-- What is expected --
Reproduce the records below exactly as they appear.

(Coordinate annotation records)
****************

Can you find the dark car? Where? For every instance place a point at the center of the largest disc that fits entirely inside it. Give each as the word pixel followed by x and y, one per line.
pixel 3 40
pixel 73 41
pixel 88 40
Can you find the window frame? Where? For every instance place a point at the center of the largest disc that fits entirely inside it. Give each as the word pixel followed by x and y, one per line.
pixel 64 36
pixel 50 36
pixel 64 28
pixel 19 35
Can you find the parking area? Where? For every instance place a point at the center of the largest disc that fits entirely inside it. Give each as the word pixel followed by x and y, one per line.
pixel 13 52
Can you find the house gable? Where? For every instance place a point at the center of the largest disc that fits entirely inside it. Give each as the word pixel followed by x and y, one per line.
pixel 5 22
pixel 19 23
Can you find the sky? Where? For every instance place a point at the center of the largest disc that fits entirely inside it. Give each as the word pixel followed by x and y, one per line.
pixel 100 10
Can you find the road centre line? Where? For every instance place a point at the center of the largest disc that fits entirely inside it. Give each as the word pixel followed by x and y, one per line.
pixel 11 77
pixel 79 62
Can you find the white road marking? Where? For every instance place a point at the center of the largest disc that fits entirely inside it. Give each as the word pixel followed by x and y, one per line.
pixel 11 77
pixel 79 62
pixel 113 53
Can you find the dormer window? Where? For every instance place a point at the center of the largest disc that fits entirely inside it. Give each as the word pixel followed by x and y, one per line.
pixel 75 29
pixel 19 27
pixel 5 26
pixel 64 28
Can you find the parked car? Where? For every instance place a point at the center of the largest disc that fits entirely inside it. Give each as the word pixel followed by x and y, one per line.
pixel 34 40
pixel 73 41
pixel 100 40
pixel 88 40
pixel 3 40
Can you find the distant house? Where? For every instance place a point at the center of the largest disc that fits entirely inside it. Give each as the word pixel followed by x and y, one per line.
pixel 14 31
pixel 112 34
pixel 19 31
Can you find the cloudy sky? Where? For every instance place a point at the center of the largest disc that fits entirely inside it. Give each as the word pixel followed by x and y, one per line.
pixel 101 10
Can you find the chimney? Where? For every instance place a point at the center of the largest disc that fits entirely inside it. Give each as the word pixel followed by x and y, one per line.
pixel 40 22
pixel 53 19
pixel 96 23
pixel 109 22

****************

-- Complete answer --
Can you find the dark car? Where? For every instance place a point at the center of the largest disc that fits entirely inside it. Give each as the word pixel followed by x and y, one per line.
pixel 3 40
pixel 73 41
pixel 88 40
Can you find the window frame? Where? For every instance place a point at the center of the largest disc that fits entirely inside it. Give each as the word pixel followed by x and y, one per line.
pixel 64 36
pixel 50 36
pixel 64 28
pixel 19 35
Can you find the parking area? Where? For every instance place a point at the center of the largest disc that fits entirely inside it. Give each as the word pixel followed by x and y, one per line.
pixel 13 52
Can you find the house gable? Where? For every instance place a point at the center of the largest disc that fits entirely inside it. Give each as the word pixel followed by x and y, one per line.
pixel 5 22
pixel 19 23
Can you find the sky? Where? For every instance place a point at the center of the largest disc that fits entirely inside it. Give each as the word pixel followed by x and y, one per line.
pixel 100 10
Can you find the road centre line? Where? For every instance place a point at the center of the largest disc that fits entirely inside it. Give each as the word pixel followed by x and y, one per line.
pixel 11 77
pixel 79 62
Can you find the white road marking? Where? For every instance place a point at the center of the largest disc that fits entirely inside it. Give each as the word pixel followed by x and y, one per line.
pixel 11 77
pixel 79 62
pixel 113 53
Can you find the dormer window? Where? For every instance place a point at the center of the largest disc that fits entirely inside it. Give each as the word pixel followed by x and y, one per line.
pixel 75 29
pixel 19 27
pixel 5 26
pixel 64 28
Can you find the parked car? Where? For every instance place a point at the center of the largest disc that fits entirely inside it. Give each as the word pixel followed by x and y, one per line.
pixel 34 40
pixel 73 41
pixel 100 40
pixel 88 40
pixel 3 40
Can you find the distant house? Where? For every instance place a point at the center of the largest disc that fits entirely inside it. Give each as the word pixel followed by x and y, one per line.
pixel 14 31
pixel 112 34
pixel 19 31
Can you find the cloudy sky? Where? For every instance place a point at the center of the largest disc that fits entirely inside it. Give each as the word pixel followed by x and y, one per line.
pixel 101 10
Can you find the chimney? Where? For every instance place a point at the center of the largest disc that fits entirely inside it. Give each as the word pixel followed by x and y, one per line.
pixel 40 22
pixel 53 19
pixel 96 23
pixel 109 22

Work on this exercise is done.